#### Source data
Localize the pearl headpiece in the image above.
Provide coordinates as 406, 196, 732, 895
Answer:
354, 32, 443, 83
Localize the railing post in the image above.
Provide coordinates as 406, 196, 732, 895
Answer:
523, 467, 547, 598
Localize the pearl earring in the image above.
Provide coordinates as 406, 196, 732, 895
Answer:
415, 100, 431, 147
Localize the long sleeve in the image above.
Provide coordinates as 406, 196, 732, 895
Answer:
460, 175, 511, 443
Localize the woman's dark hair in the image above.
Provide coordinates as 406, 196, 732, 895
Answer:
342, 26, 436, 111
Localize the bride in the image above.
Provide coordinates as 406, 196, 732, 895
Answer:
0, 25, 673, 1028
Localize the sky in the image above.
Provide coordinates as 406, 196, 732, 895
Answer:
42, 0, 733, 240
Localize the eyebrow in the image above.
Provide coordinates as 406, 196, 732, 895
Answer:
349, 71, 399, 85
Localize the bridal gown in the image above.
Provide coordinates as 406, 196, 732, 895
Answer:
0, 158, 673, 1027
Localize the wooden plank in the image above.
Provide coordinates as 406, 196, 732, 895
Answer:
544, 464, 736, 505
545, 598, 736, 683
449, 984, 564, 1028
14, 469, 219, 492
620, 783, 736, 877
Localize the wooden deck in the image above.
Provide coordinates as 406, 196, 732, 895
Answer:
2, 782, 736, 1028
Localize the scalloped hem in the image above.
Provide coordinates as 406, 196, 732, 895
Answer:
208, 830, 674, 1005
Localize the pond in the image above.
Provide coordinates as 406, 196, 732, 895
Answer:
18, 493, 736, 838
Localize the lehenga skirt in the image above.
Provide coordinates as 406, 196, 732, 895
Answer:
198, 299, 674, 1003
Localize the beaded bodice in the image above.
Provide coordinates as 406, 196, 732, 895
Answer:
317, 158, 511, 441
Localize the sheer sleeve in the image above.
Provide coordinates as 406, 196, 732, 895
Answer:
########
Task requirements >>
Copy the lines above exactly, leaving every word as it is.

Exercise output >>
Localize the pearl headpiece in the image above.
Provide coordinates as 406, 196, 732, 895
Answer:
354, 32, 443, 83
Localize the railing post in the image above.
Provide coordinates as 406, 196, 732, 895
Answer:
523, 467, 547, 598
Localize the pearl earring in the image above.
Provide coordinates as 406, 196, 732, 895
Answer:
415, 100, 431, 147
Localize the long sleeve in the image above.
Provide coordinates as 406, 196, 732, 895
Answer:
460, 175, 511, 443
Localize the woman's dark hair in the image above.
Provide coordinates as 406, 196, 732, 895
Answer:
342, 26, 436, 111
Localize the bride in the image above.
Provide coordinates as 406, 196, 732, 895
Answer:
0, 25, 673, 1028
Localize the sky in the image above.
Provide coordinates as 406, 196, 732, 895
Answer:
42, 0, 733, 240
Localize the eyebrow in the image above.
Provide coordinates as 406, 196, 732, 895
Answer:
349, 71, 399, 85
Localize the bridal gown in the image above.
Provide coordinates as 406, 196, 732, 895
Answer:
0, 158, 673, 1027
Localize the wooden plank in the image above.
Provide coordinates as 406, 196, 732, 895
Answer:
544, 464, 736, 505
545, 598, 736, 683
449, 984, 564, 1028
14, 469, 219, 492
620, 783, 736, 877
Localize the wooden deck in the image above.
Provide coordinates as 406, 196, 732, 895
Answer:
2, 782, 736, 1028
Localize the scalloped hem in the image above.
Provide coordinates as 406, 196, 732, 895
Answer:
208, 830, 674, 1005
Localize the pond in the image above.
Provide coordinates as 406, 196, 732, 895
Answer:
18, 493, 736, 838
Localize the lehenga skirt in the image above.
Provide coordinates as 406, 196, 732, 895
Answer:
198, 299, 674, 1003
Localize the beaded bodice in the image above.
Provide coordinates as 406, 196, 732, 895
Answer:
317, 158, 511, 441
Localize the sheer sleeve in the image above.
Provide coordinates as 406, 196, 732, 895
Answer:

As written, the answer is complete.